/---

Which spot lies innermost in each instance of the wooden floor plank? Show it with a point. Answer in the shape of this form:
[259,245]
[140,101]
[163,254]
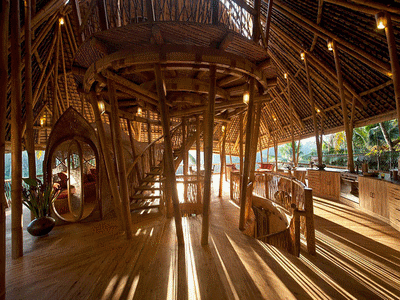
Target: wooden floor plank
[358,257]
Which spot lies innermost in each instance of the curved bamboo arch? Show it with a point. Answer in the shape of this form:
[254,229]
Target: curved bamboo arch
[176,57]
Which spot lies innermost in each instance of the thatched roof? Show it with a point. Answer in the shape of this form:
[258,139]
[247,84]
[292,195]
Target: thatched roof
[296,26]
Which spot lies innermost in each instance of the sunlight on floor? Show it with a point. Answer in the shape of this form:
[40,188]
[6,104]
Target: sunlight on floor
[191,271]
[347,258]
[309,286]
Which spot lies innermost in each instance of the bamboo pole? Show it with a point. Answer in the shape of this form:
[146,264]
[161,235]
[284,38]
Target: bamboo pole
[16,147]
[289,96]
[241,148]
[268,23]
[4,21]
[394,62]
[120,158]
[347,131]
[246,168]
[169,168]
[255,136]
[198,129]
[107,161]
[223,161]
[64,68]
[149,139]
[185,159]
[208,150]
[29,137]
[55,74]
[314,114]
[131,138]
[276,154]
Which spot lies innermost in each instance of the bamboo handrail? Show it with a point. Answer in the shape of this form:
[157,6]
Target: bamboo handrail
[135,161]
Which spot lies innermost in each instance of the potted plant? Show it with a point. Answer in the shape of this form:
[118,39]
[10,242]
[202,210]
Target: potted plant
[38,198]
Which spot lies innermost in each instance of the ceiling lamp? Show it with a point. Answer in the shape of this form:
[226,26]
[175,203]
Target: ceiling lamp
[102,107]
[330,45]
[246,97]
[381,21]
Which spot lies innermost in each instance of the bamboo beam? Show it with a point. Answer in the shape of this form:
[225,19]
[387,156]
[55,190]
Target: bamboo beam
[311,96]
[76,12]
[110,169]
[4,22]
[149,139]
[55,74]
[208,151]
[64,68]
[120,159]
[222,160]
[16,147]
[103,19]
[257,21]
[29,137]
[349,137]
[241,148]
[185,158]
[131,139]
[289,97]
[351,49]
[268,23]
[394,61]
[254,141]
[169,168]
[247,167]
[198,166]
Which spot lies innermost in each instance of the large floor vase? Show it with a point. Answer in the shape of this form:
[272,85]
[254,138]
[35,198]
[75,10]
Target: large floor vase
[41,226]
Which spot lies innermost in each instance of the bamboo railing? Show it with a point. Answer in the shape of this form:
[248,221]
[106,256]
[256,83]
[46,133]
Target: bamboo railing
[124,12]
[295,200]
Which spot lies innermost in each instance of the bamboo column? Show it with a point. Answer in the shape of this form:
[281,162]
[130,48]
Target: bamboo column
[16,131]
[120,158]
[208,150]
[314,114]
[198,129]
[256,132]
[241,149]
[246,168]
[394,62]
[151,152]
[110,169]
[276,154]
[55,74]
[4,21]
[185,158]
[29,137]
[223,161]
[289,96]
[129,123]
[169,168]
[349,137]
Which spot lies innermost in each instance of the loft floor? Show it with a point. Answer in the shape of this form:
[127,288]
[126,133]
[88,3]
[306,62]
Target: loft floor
[358,257]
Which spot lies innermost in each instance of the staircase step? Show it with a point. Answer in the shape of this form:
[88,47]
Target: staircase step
[144,197]
[134,207]
[148,188]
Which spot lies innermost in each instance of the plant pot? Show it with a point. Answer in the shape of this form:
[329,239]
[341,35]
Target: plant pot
[41,226]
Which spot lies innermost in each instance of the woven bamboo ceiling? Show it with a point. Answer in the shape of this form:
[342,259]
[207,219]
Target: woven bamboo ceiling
[84,56]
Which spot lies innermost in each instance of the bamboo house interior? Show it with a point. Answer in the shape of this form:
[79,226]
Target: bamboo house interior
[117,92]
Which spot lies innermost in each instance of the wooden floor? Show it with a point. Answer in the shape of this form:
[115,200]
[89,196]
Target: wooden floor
[358,257]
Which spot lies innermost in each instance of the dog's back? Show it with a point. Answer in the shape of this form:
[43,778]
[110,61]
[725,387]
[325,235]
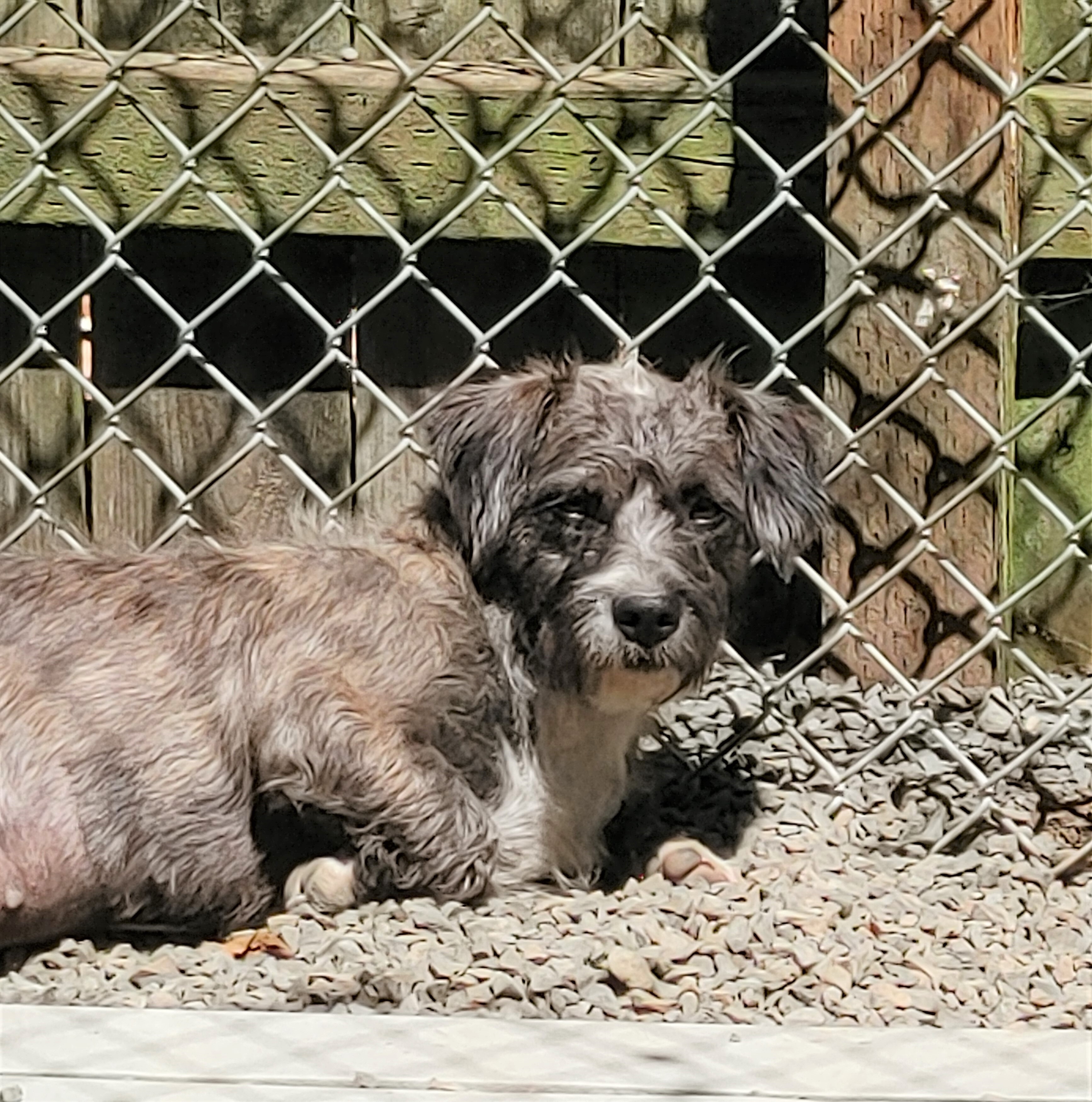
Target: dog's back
[145,698]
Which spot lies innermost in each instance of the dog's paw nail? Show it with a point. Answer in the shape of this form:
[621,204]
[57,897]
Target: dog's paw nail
[683,861]
[325,884]
[680,863]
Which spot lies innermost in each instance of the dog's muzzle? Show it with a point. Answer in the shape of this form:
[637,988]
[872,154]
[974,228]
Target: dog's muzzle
[647,621]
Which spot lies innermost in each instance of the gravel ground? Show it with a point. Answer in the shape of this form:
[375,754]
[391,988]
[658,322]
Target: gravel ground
[840,913]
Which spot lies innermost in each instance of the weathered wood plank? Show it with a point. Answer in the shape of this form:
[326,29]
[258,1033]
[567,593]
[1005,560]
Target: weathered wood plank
[190,434]
[40,27]
[122,24]
[1049,26]
[683,21]
[267,27]
[1061,114]
[1054,623]
[41,430]
[413,172]
[562,30]
[399,484]
[928,450]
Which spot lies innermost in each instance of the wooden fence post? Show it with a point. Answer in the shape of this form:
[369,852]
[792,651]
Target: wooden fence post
[936,105]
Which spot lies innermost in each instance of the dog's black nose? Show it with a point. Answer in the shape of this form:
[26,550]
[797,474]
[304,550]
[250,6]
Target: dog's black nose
[647,621]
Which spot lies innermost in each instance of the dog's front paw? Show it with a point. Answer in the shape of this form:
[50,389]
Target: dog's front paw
[325,885]
[683,860]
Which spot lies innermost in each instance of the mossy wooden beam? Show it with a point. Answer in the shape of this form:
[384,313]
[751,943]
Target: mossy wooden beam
[1049,27]
[1063,114]
[413,172]
[1054,623]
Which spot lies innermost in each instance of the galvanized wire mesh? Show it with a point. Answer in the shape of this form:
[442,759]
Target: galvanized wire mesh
[929,312]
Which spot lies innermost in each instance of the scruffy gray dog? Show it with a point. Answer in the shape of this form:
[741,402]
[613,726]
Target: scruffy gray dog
[462,695]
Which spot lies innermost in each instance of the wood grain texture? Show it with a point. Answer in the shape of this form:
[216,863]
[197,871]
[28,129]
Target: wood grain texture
[680,21]
[41,431]
[119,25]
[413,172]
[928,450]
[1061,114]
[563,31]
[40,27]
[400,484]
[190,434]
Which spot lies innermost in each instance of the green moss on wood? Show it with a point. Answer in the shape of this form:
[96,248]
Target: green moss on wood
[1055,621]
[1061,114]
[266,168]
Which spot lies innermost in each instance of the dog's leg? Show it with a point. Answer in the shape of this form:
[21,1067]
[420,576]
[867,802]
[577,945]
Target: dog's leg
[414,820]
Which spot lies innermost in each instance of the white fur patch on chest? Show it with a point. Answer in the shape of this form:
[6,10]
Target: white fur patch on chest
[521,818]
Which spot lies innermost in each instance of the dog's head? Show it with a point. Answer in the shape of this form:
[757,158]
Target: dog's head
[614,512]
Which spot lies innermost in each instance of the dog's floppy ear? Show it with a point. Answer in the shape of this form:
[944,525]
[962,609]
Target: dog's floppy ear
[776,450]
[780,449]
[483,437]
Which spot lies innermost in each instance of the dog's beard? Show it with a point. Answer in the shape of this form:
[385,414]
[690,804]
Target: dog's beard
[581,650]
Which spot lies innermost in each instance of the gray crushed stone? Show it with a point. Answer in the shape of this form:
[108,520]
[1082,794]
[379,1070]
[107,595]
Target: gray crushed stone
[840,913]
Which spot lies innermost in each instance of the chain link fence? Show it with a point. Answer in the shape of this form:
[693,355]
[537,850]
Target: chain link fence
[889,205]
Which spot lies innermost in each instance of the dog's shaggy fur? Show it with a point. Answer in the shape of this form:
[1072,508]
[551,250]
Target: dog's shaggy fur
[461,695]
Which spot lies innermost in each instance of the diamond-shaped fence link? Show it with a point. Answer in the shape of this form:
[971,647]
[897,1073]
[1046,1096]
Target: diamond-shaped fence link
[948,168]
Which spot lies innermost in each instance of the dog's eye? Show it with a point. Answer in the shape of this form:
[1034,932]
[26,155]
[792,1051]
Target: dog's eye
[580,507]
[705,512]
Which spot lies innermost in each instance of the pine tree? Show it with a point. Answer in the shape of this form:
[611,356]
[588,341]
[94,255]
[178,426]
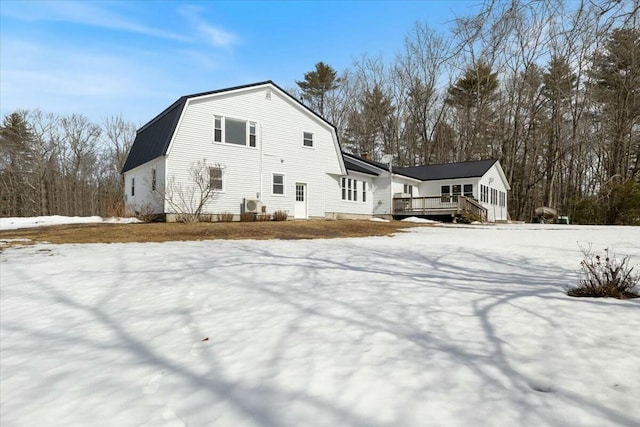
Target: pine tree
[317,84]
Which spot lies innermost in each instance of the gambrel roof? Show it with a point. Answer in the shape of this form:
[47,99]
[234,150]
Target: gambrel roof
[153,139]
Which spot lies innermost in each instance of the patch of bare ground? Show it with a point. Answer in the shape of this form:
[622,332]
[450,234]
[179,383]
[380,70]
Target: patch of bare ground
[165,232]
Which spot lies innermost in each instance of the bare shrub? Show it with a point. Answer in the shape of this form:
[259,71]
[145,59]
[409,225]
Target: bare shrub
[146,213]
[188,199]
[247,217]
[605,276]
[280,216]
[225,217]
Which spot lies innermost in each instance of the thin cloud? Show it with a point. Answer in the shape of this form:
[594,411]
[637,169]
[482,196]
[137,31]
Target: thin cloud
[84,13]
[211,34]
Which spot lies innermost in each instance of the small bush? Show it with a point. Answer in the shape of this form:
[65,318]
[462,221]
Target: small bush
[247,217]
[280,216]
[225,217]
[605,277]
[468,218]
[146,214]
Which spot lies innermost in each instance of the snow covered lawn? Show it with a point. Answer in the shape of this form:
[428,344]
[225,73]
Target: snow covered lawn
[15,223]
[441,326]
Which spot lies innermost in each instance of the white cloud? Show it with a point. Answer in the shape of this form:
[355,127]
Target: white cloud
[84,13]
[211,34]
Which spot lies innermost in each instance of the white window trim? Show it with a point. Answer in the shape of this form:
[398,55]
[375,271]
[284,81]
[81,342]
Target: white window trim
[284,184]
[223,128]
[223,172]
[313,139]
[354,190]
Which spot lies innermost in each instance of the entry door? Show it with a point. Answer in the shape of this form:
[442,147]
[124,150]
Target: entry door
[301,201]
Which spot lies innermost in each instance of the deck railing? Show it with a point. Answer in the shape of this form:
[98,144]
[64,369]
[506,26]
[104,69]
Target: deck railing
[438,205]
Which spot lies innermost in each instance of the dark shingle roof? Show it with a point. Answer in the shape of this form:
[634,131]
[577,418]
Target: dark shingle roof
[152,139]
[471,169]
[351,164]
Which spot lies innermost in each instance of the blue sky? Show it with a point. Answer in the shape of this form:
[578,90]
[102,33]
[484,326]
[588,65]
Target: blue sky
[103,58]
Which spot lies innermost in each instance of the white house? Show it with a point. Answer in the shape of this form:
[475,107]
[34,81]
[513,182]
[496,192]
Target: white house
[262,151]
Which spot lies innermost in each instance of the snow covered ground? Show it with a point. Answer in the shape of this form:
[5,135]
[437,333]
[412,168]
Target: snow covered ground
[29,222]
[438,326]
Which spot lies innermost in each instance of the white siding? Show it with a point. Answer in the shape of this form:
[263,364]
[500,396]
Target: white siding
[145,200]
[335,204]
[279,149]
[493,179]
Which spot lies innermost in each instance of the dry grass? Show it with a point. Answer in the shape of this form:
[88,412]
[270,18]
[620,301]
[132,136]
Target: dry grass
[164,232]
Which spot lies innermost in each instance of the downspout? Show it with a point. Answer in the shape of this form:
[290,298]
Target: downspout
[260,178]
[390,190]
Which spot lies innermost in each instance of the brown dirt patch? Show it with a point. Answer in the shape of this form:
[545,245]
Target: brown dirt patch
[164,232]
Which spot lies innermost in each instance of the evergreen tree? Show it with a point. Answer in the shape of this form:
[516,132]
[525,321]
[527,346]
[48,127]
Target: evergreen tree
[317,84]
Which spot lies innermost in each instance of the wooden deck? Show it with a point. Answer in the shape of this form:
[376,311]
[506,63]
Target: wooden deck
[438,205]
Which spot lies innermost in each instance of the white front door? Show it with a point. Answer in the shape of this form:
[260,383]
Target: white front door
[301,201]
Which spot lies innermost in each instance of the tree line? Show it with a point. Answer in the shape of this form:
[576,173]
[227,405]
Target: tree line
[62,165]
[551,89]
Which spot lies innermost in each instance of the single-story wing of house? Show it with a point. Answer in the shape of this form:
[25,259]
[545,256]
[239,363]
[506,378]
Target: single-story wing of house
[255,148]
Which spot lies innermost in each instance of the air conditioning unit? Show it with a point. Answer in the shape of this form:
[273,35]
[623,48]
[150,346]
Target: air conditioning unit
[252,205]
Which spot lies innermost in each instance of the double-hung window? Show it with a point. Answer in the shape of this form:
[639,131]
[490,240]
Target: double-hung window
[234,131]
[445,192]
[215,178]
[278,184]
[307,139]
[350,189]
[468,190]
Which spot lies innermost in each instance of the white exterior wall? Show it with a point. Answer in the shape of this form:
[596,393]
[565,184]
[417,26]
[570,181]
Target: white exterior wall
[494,179]
[145,200]
[279,149]
[336,206]
[381,195]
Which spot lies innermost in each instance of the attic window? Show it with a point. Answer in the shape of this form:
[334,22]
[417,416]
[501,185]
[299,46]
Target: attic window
[234,131]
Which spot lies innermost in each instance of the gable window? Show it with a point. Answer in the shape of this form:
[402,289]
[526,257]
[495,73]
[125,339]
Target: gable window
[468,190]
[234,131]
[307,139]
[278,184]
[217,129]
[215,178]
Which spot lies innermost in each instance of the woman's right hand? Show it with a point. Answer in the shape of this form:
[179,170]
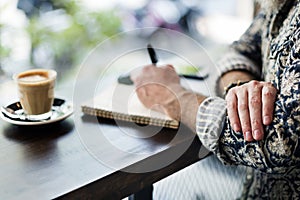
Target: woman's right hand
[250,107]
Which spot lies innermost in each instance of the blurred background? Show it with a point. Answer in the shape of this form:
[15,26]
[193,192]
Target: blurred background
[59,33]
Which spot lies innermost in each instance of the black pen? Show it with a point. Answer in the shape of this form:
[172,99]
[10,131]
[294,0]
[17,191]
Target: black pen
[152,54]
[154,60]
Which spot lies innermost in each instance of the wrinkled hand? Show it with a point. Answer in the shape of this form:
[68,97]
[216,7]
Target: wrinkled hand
[250,106]
[157,88]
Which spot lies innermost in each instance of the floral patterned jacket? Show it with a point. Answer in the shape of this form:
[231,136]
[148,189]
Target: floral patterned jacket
[270,49]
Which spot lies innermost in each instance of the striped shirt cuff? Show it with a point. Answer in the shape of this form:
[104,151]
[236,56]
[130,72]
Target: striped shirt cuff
[210,121]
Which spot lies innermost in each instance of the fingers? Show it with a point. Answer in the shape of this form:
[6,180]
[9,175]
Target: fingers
[243,112]
[250,107]
[231,101]
[268,100]
[255,109]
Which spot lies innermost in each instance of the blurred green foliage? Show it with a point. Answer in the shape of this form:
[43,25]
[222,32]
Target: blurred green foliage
[66,46]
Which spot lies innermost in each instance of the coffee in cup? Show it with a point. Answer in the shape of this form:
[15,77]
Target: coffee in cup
[36,92]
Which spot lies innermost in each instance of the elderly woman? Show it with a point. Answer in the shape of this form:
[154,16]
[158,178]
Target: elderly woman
[257,121]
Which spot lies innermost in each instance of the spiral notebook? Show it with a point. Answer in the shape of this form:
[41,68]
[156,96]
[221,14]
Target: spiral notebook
[120,102]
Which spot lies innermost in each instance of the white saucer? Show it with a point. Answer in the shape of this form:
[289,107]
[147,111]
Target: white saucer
[61,109]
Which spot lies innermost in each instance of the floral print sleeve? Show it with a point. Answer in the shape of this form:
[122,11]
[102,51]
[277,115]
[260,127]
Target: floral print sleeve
[279,151]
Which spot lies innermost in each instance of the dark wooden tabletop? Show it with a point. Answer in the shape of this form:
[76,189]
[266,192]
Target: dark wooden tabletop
[88,157]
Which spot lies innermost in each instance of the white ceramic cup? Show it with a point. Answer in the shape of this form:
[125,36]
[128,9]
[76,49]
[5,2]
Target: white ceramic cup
[36,92]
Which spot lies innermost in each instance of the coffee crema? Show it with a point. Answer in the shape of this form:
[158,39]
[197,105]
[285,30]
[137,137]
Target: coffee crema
[36,90]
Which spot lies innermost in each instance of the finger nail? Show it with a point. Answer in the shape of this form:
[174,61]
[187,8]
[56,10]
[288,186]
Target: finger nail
[256,134]
[248,135]
[267,120]
[236,128]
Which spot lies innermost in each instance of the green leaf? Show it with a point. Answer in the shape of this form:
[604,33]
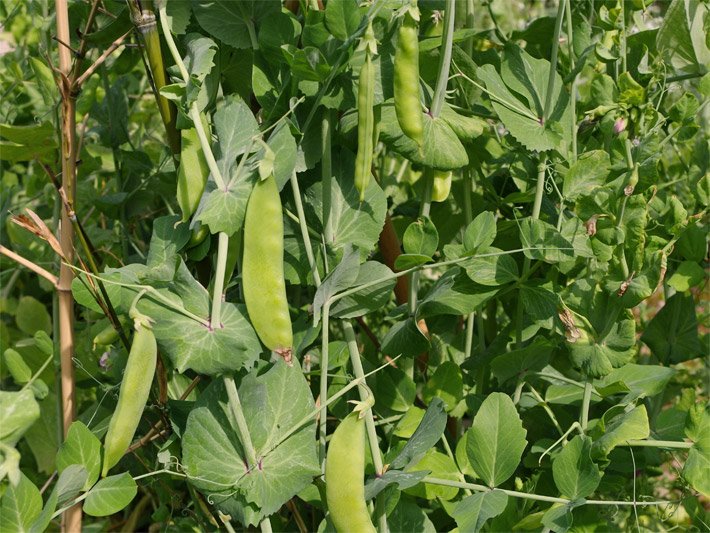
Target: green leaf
[616,429]
[575,474]
[342,18]
[83,448]
[441,466]
[353,222]
[446,383]
[672,335]
[474,511]
[496,440]
[421,237]
[31,316]
[229,21]
[425,437]
[18,411]
[587,173]
[110,495]
[480,233]
[371,298]
[20,505]
[492,270]
[441,148]
[542,241]
[273,403]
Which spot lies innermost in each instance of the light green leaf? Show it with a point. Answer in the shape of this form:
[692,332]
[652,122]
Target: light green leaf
[575,474]
[110,495]
[83,448]
[474,511]
[20,505]
[496,439]
[273,403]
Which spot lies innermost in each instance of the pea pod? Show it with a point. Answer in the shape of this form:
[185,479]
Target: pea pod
[344,477]
[407,103]
[135,388]
[263,271]
[193,171]
[441,185]
[366,130]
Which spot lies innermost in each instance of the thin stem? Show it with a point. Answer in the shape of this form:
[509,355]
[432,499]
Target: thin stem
[222,251]
[235,406]
[553,60]
[586,399]
[447,40]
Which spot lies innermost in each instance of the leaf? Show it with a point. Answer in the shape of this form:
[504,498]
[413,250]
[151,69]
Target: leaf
[425,437]
[353,222]
[672,335]
[542,241]
[18,412]
[273,403]
[474,511]
[575,474]
[480,233]
[369,299]
[229,21]
[632,425]
[587,173]
[20,505]
[110,495]
[492,270]
[496,440]
[81,447]
[342,18]
[421,237]
[440,150]
[446,384]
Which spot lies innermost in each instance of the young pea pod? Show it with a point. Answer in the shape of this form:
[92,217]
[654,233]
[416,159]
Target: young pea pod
[263,271]
[193,171]
[366,130]
[407,103]
[135,388]
[441,185]
[344,477]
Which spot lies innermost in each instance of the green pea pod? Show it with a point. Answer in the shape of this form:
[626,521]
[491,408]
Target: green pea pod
[441,185]
[263,271]
[135,388]
[193,172]
[365,127]
[345,477]
[407,103]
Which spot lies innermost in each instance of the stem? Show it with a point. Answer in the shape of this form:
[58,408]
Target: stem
[538,497]
[235,406]
[369,419]
[323,431]
[586,399]
[553,60]
[222,250]
[447,40]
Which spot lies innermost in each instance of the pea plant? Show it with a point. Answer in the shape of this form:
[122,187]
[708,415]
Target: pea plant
[341,265]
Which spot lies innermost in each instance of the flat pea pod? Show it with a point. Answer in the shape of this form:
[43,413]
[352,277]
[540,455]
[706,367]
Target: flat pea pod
[133,395]
[263,270]
[193,171]
[345,477]
[365,127]
[441,185]
[407,103]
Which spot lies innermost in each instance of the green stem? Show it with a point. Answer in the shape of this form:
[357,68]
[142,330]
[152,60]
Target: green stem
[553,60]
[586,400]
[447,40]
[235,406]
[222,252]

\---

- **Stated problem**
Copy exactly, word for word, the line with "Which spot lies innermost in each instance of the pea plant?" through the final line of the listing.

- **Finished task**
Which spot lies innermost in each instance of the pea plant? Show it with a point. Answer in the shape of this form:
[122,187]
[708,415]
Target: pea plant
[341,265]
Which spot lies innermost in each instance of the flat pea pod? Show it with a point. Answer in the shape of this form:
[43,413]
[352,277]
[540,455]
[706,367]
Target: flat pea pod
[133,395]
[263,270]
[193,171]
[345,477]
[365,127]
[441,185]
[407,103]
Which spot lies innermost in each instance of the green stem? Show it with a point. Answer in the shape of this form:
[357,68]
[142,330]
[152,60]
Target: green stem
[553,60]
[586,400]
[447,40]
[235,406]
[222,252]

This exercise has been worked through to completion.